Raw records:
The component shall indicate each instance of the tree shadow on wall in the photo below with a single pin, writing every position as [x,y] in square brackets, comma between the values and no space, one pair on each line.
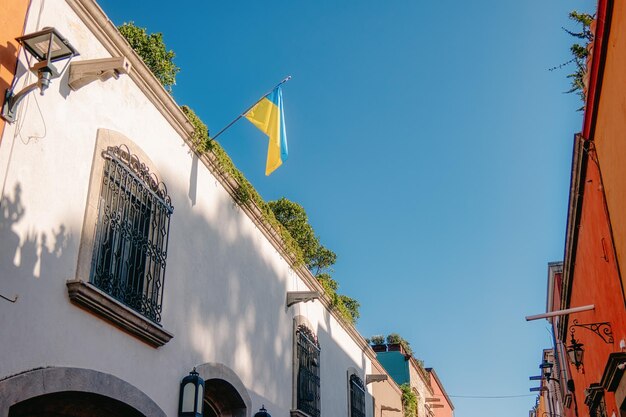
[27,255]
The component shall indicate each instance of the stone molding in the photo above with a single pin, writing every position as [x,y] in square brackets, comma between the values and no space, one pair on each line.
[298,413]
[106,307]
[17,388]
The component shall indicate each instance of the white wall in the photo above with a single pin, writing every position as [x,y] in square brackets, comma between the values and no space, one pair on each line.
[225,283]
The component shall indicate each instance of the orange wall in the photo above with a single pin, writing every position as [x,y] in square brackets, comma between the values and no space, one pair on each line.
[610,131]
[595,280]
[12,16]
[438,392]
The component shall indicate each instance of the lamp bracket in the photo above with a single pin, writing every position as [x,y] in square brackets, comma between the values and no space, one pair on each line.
[45,73]
[87,71]
[294,297]
[602,329]
[375,378]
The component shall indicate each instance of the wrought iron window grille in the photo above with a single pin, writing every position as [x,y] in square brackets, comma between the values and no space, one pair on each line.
[308,378]
[357,397]
[132,232]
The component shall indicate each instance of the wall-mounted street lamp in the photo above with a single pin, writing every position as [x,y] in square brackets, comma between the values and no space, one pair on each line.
[575,352]
[547,371]
[46,46]
[262,412]
[191,395]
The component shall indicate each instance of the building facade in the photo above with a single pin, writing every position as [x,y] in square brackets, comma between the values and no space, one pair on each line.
[590,345]
[126,259]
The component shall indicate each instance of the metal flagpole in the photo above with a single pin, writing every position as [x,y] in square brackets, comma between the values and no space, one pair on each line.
[249,108]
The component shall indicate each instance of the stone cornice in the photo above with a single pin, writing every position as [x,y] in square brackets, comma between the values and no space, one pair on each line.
[105,31]
[574,212]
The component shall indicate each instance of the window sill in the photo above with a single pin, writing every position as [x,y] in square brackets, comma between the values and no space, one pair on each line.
[106,307]
[298,413]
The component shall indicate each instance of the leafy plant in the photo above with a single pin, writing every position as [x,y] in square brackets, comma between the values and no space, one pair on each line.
[347,307]
[287,217]
[409,400]
[152,50]
[378,340]
[580,52]
[395,338]
[293,217]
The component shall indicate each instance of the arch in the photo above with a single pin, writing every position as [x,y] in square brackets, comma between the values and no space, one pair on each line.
[44,381]
[224,391]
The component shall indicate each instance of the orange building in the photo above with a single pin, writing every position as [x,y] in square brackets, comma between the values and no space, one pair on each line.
[440,404]
[595,244]
[12,20]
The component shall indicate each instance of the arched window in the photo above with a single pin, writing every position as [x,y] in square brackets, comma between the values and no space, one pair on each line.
[308,377]
[132,229]
[357,397]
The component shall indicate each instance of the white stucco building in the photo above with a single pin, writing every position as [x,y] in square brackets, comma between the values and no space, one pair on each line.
[132,263]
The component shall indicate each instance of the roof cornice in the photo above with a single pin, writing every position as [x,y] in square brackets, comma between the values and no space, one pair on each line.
[579,169]
[595,63]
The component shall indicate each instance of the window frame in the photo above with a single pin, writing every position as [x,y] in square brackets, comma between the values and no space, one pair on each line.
[302,332]
[80,290]
[354,381]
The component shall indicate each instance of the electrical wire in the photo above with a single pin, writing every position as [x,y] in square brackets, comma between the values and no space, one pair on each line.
[492,396]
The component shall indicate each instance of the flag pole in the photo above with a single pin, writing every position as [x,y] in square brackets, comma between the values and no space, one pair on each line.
[287,78]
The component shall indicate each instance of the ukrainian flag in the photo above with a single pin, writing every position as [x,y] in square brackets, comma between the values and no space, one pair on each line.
[267,115]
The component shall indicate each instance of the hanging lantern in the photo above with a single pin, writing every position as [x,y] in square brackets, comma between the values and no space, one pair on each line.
[262,412]
[191,395]
[575,353]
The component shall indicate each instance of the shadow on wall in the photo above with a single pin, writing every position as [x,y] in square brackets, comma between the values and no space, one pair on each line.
[222,282]
[35,256]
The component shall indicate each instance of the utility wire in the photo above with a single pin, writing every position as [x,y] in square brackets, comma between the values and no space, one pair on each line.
[493,396]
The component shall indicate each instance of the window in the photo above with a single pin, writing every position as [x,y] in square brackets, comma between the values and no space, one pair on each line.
[594,398]
[357,397]
[131,236]
[308,377]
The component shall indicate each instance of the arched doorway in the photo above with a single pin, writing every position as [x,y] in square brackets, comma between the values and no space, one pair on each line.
[72,404]
[221,399]
[225,395]
[72,392]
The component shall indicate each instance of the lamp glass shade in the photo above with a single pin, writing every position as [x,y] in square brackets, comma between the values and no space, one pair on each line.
[200,397]
[575,353]
[47,42]
[189,398]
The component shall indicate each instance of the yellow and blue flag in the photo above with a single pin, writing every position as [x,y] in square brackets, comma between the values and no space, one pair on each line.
[267,115]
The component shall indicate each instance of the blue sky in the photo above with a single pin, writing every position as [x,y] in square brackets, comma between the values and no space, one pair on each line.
[430,146]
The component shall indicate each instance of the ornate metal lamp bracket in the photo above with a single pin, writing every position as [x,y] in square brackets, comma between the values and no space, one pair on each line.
[602,329]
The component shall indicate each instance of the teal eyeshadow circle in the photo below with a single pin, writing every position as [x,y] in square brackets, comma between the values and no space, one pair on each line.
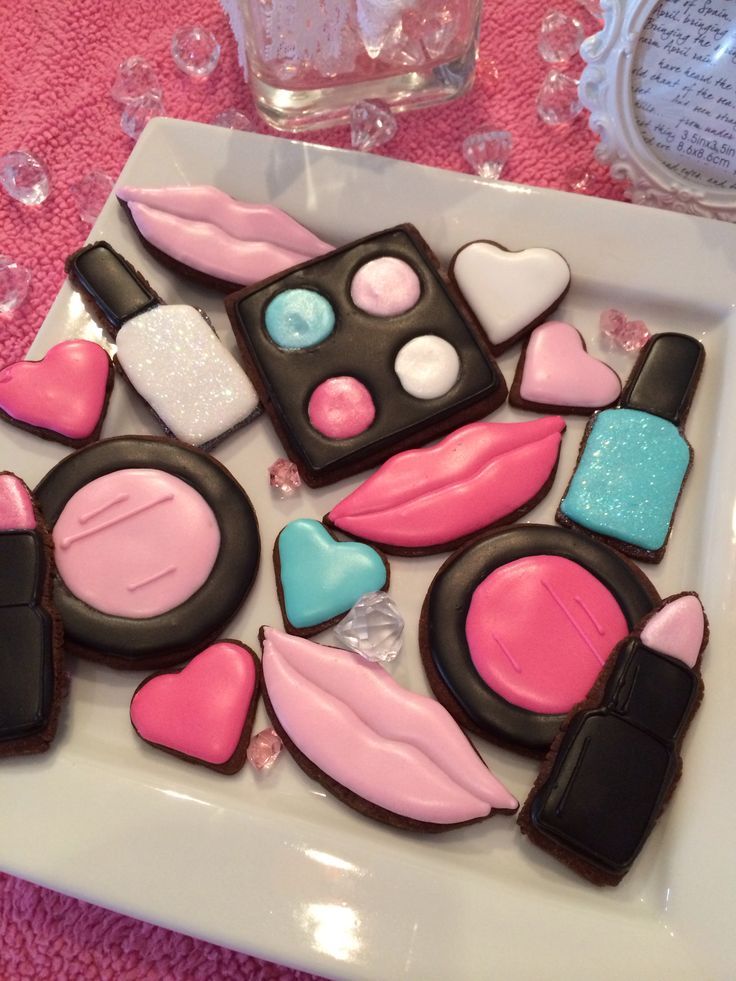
[296,319]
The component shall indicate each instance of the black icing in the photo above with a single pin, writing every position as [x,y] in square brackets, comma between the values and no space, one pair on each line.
[168,638]
[447,607]
[616,764]
[665,376]
[111,283]
[364,347]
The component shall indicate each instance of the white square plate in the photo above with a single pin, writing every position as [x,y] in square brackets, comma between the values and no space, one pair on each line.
[267,863]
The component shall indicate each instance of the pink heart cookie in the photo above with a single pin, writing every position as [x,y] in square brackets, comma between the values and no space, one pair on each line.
[63,396]
[204,712]
[556,372]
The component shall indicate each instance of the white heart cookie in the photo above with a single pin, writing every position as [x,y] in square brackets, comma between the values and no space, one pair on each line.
[509,291]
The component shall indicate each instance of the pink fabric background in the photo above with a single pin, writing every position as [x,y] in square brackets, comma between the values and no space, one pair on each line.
[58,62]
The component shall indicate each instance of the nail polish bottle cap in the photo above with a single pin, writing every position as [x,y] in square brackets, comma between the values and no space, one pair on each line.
[114,286]
[665,377]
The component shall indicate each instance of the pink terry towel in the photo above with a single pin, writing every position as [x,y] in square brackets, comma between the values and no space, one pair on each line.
[58,63]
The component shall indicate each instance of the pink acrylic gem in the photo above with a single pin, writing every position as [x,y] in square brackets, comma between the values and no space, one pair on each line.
[264,749]
[284,477]
[631,335]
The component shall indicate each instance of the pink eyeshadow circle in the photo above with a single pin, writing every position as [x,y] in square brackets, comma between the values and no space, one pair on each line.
[341,407]
[539,630]
[385,287]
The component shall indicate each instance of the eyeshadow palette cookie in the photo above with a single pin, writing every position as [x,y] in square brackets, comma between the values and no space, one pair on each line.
[437,497]
[168,352]
[205,234]
[612,769]
[393,755]
[204,712]
[517,626]
[156,546]
[362,354]
[63,396]
[509,292]
[32,682]
[634,458]
[318,578]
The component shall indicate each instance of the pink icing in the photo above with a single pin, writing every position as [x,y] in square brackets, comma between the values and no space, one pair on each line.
[677,629]
[385,287]
[201,710]
[64,392]
[473,478]
[341,407]
[16,506]
[397,749]
[136,543]
[539,630]
[206,229]
[559,371]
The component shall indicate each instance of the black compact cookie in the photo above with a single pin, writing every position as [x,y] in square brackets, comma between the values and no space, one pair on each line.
[157,546]
[32,681]
[362,353]
[517,626]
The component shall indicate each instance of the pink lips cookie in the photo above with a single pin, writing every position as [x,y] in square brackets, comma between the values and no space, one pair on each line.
[427,500]
[556,373]
[61,397]
[204,712]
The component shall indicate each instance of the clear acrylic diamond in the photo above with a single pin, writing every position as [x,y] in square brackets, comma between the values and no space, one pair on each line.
[374,628]
[137,114]
[560,37]
[558,102]
[234,119]
[24,177]
[488,152]
[372,124]
[135,78]
[90,194]
[14,283]
[195,51]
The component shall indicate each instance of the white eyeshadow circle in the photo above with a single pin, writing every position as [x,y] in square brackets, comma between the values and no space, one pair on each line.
[427,366]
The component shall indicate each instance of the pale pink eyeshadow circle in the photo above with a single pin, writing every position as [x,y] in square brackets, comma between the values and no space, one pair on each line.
[539,630]
[341,407]
[136,543]
[385,287]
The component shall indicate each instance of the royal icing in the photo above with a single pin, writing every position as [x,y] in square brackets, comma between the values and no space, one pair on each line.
[206,229]
[392,747]
[558,371]
[136,543]
[385,287]
[341,407]
[201,710]
[65,392]
[427,367]
[176,362]
[16,506]
[677,629]
[297,319]
[539,630]
[628,478]
[476,476]
[321,578]
[509,291]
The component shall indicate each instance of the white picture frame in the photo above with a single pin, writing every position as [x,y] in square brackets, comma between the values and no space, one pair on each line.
[660,84]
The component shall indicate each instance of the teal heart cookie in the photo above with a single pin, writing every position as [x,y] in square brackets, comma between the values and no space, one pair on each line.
[320,578]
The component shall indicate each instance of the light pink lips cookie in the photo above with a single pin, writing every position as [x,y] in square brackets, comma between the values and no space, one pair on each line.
[203,712]
[557,372]
[478,476]
[64,394]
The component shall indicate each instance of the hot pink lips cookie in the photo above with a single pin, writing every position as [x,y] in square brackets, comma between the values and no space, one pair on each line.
[204,712]
[556,373]
[63,396]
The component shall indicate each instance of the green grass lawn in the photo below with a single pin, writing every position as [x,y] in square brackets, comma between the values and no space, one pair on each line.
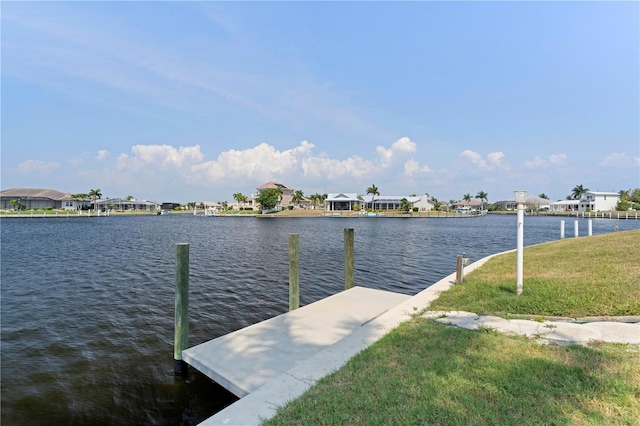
[578,277]
[424,372]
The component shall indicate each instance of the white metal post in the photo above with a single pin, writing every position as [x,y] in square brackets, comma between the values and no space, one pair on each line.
[520,245]
[521,197]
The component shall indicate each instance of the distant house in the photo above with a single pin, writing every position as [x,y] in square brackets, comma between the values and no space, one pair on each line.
[533,202]
[564,206]
[598,201]
[169,206]
[287,193]
[130,204]
[343,201]
[392,202]
[38,198]
[463,206]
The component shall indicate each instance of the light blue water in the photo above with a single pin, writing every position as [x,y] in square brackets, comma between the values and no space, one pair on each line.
[87,303]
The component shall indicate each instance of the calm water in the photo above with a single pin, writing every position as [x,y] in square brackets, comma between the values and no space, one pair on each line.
[87,304]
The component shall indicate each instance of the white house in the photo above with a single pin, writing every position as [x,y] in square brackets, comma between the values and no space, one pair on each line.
[565,206]
[598,201]
[343,201]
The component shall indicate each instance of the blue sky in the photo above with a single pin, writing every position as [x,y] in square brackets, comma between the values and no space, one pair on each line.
[195,101]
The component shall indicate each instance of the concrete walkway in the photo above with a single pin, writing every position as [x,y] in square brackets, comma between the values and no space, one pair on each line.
[247,359]
[559,332]
[263,402]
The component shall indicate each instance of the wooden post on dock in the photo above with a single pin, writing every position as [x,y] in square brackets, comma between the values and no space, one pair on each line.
[348,258]
[182,308]
[294,273]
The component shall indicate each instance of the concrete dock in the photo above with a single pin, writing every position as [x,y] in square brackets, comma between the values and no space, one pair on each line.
[247,359]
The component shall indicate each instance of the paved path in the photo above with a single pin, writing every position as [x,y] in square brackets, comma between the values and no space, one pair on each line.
[560,332]
[263,402]
[247,359]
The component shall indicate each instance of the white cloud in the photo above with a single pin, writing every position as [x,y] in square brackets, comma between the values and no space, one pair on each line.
[164,157]
[494,160]
[620,160]
[102,155]
[403,145]
[554,160]
[252,166]
[37,166]
[412,168]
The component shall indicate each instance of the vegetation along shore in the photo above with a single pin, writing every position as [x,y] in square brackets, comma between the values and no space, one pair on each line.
[424,372]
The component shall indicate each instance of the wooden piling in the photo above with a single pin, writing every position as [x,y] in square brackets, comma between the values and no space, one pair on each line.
[294,273]
[348,258]
[182,308]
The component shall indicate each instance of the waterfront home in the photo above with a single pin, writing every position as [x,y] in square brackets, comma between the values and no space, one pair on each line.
[533,202]
[343,201]
[564,206]
[392,202]
[285,200]
[127,204]
[598,201]
[40,199]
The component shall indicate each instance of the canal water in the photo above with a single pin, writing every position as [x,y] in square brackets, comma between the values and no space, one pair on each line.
[87,304]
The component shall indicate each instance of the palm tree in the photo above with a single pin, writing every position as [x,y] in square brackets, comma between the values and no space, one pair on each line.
[16,204]
[279,192]
[373,190]
[95,195]
[315,199]
[79,197]
[467,198]
[577,191]
[240,198]
[483,196]
[405,205]
[297,197]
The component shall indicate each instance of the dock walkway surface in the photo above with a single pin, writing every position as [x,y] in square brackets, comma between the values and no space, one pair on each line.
[242,361]
[247,359]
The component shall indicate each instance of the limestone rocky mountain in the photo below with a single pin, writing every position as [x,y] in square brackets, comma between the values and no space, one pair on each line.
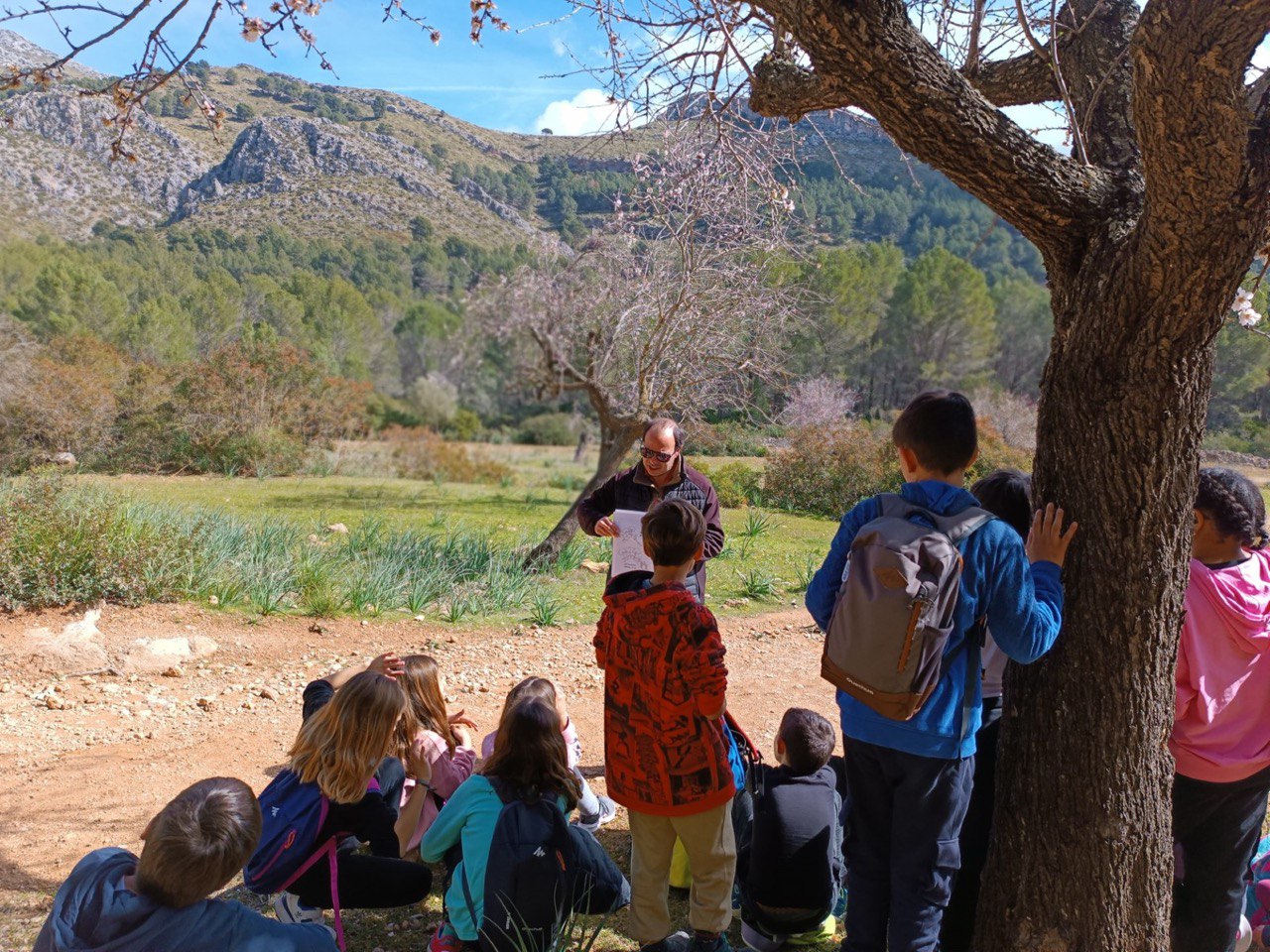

Written task: Extract each line above that contains the word "frame", copying every such line unchanged.

Written solution:
The component shall indicate each instance of the window frame in the photo above with a single pin, writing every position as [x,y] in square brackets, comma between the values and no space, one pair on each line.
The component shall indicate each instance of the white picture frame in the photo above with a single pin, writing every position as [x,y] in square brackets, comma between the values and no space, one pair on each line.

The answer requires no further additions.